------ Selected excerpt
Virginia’s Senators. On Parasol Patrol.

Democrats can complain all they like. But the country is in pretty good shape if Virginia’s two senators have nothing better to do with their time than try to solve the nation’s beach umbrella crisis.

A crisis that doesn’t exist.

Perhaps you heard. Senators Mark Warner and Tim Kaine have been badgering the Consumer Product Safety Commission to do SOMETHING about the frightening situation with America’s beach umbrellas.

I know. It sounds like a joke. But these two have been pushing hard to regulate the beach umbrella industry ever since someone dangled a shiny object in front of them: a study showing that 2,800 people were injured by umbrellas in the past eight years.

More likely, they saw an opportunity for nanny government to step in and save us from the almost nonexistent hazard of airborne umbrellas. Because God knows, Americans aren’t capable of operating beach umbrellas without guidance from Washington.

Yes, we all know that a woman was killed in Virginia Beach in June of 2016 by a flying beach umbrella. Tragic. But will someone remind our two elected geniuses that the reason the fatality made the national news was because it was a freak accident. Beach police couldn’t recall another case of anyone being seriously injured by a beach umbrella.

News flash: Bad things happen. Laws and regulations can’t protect us from every eventuality.

One death is hardly a reason to cripple an industry with regulations. Or to make umbrellas so expensive that people stop using them and die of melanoma instead.

Oh, and in case the senators are interested, the National Institutes of Health report that 33,000 Americans head to the ER every year due to sunburn. More umbrellas might reduce that alarming number. Making umbrellas more expensive is the exact wrong way to go.

I’m fairly math impaired, but I decided to try to work some numbers to gauge the seriousness of America’s beach umbrella emergency.
------------
------ Information provided
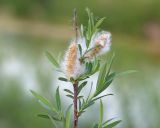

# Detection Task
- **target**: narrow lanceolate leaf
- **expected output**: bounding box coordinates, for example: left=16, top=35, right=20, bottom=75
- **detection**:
------------
■ **Assignment**
Please answer from the piece on Virginia's senators and beach umbrellas: how many people were injured by umbrellas in the past eight years, according to the study it cites?

■ **Response below**
2,800 people.